-- PROMPT --
Check each line of the data for "tree" and select those that have it.

-- Collected data --
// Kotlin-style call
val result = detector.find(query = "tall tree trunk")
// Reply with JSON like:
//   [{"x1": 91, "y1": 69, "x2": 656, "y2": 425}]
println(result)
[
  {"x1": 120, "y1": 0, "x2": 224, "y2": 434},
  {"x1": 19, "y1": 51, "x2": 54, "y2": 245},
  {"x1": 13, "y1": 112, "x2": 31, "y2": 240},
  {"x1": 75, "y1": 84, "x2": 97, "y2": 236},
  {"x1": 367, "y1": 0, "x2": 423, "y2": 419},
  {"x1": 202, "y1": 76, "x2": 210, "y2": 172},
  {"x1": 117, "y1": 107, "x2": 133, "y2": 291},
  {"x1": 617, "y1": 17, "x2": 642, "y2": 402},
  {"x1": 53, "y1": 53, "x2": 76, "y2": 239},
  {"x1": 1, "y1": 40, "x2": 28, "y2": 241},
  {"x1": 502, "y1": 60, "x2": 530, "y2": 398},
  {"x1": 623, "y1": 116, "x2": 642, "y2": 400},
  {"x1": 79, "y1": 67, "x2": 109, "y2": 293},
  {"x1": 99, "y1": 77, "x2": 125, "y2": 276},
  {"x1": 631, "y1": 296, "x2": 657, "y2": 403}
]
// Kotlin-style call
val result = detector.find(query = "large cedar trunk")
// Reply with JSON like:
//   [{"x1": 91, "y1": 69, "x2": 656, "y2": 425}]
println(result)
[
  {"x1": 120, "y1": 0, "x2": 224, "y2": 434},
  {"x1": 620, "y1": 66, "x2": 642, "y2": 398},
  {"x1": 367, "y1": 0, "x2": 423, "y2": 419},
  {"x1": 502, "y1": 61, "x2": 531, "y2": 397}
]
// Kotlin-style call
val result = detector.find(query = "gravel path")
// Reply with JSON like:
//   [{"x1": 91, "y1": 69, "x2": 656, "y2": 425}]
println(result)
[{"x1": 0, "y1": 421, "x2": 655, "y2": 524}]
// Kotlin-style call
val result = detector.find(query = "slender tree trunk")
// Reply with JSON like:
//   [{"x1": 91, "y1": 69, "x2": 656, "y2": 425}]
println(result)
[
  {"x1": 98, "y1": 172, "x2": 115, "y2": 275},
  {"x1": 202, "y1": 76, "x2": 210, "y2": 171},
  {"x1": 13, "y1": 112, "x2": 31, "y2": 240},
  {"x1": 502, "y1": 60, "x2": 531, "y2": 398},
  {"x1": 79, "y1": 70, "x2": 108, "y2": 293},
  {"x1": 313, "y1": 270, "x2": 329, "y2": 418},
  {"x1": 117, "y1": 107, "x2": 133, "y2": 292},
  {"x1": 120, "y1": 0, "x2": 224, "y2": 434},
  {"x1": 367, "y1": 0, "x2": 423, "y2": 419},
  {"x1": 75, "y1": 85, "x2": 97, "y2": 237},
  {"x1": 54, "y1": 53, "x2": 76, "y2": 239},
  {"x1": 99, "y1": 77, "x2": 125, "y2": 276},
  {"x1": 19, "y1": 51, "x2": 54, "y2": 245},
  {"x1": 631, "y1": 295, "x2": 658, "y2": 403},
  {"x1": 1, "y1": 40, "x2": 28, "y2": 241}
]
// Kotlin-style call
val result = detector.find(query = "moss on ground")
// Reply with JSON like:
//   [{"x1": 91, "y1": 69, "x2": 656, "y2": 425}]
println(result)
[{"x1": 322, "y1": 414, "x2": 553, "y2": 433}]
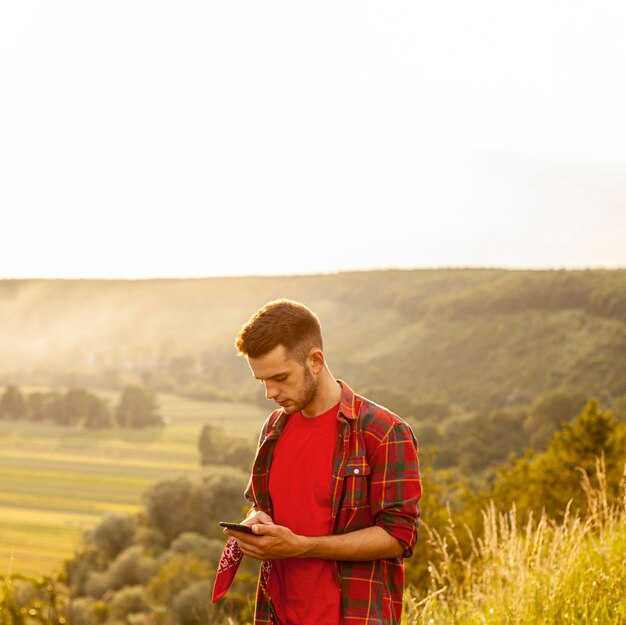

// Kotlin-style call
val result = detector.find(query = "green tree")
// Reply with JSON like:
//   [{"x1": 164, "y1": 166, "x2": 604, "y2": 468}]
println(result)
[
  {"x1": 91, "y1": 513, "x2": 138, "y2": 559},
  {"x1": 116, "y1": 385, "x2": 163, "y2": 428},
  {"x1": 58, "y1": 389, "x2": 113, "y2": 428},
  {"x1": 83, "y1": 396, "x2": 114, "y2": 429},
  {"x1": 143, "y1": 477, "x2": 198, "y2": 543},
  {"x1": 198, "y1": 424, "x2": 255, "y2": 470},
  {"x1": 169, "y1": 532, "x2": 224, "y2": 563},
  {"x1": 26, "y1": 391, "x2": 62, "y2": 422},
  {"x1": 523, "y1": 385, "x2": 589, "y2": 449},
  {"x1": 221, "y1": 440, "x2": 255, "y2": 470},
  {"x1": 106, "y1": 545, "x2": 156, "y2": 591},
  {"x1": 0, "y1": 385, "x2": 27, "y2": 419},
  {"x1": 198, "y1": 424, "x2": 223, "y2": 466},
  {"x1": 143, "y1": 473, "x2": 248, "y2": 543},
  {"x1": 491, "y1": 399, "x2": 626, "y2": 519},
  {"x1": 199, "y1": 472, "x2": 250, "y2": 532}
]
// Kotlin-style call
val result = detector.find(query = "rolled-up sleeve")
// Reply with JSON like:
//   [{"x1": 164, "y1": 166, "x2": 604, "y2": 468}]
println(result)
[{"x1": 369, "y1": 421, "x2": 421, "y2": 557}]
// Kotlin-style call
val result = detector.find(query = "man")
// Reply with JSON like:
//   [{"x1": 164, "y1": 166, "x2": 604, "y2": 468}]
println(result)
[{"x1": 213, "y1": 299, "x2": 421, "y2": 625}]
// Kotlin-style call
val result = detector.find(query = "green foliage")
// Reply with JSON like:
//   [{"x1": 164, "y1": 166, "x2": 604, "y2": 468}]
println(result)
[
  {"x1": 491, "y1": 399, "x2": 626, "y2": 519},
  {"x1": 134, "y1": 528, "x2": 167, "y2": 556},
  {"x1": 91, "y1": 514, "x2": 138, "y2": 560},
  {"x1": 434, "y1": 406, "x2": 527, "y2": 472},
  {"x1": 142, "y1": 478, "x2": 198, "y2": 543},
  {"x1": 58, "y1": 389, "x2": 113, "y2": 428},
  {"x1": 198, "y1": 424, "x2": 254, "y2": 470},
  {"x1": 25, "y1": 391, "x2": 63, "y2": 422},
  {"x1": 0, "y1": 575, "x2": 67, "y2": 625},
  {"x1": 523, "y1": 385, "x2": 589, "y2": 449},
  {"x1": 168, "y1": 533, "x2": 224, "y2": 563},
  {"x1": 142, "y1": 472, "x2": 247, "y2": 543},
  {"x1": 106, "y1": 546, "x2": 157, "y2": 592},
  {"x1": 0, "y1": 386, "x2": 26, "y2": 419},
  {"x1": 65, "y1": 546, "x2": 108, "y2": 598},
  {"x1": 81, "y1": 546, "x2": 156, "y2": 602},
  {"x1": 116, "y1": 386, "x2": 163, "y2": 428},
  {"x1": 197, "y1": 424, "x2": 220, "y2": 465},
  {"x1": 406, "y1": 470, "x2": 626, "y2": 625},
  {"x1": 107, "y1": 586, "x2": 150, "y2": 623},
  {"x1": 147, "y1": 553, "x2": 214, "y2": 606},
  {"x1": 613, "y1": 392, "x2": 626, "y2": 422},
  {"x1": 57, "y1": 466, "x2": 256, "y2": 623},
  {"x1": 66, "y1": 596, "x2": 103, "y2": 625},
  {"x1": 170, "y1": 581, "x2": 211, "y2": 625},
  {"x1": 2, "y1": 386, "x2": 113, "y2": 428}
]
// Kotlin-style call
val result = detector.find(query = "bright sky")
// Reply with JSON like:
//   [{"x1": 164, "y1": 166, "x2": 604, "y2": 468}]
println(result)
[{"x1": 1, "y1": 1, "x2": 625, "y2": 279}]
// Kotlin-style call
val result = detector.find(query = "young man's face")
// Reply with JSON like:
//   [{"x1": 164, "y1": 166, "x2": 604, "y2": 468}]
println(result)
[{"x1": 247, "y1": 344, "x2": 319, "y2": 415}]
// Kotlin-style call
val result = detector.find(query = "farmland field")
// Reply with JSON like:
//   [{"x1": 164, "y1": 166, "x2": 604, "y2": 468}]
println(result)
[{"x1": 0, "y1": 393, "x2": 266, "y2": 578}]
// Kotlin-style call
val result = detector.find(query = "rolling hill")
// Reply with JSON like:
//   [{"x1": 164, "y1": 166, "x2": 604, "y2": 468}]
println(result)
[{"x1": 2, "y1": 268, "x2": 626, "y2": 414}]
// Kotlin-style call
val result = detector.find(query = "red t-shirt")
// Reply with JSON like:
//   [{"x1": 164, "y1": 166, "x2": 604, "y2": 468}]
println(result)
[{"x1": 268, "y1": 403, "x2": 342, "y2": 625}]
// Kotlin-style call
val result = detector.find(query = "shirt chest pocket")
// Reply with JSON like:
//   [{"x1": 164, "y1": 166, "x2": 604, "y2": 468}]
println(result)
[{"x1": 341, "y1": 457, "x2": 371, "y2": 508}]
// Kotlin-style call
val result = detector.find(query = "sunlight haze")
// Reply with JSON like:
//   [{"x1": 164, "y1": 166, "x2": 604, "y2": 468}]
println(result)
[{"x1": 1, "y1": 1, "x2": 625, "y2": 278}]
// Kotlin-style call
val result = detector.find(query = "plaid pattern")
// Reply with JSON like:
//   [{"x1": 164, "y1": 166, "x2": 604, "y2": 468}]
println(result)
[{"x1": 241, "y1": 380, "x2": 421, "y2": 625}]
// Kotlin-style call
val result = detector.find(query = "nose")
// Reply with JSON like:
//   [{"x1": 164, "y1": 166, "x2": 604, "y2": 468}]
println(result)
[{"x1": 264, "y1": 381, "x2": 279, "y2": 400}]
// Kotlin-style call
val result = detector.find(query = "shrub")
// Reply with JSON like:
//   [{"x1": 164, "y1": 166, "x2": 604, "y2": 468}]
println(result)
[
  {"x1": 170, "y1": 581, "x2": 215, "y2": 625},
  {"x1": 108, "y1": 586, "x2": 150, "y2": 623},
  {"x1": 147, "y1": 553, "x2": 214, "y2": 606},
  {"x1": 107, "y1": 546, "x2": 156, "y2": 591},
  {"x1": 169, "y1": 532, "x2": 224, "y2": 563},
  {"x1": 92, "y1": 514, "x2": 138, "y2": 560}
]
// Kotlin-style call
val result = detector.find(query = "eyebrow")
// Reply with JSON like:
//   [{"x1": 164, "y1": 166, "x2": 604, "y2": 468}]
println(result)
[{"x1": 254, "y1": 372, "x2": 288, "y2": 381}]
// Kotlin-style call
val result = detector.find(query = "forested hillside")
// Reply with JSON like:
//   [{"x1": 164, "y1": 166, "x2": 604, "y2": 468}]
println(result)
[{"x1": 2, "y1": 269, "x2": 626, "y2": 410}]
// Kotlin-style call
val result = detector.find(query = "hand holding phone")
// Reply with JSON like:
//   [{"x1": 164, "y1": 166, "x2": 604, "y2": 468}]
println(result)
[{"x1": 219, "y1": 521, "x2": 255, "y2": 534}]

-- WRITTEN SOLUTION --
val result = detector.find(query = "tall tree trunk")
val result = detector.find(query = "slender tree trunk")
val result = detector.find(query = "green tree")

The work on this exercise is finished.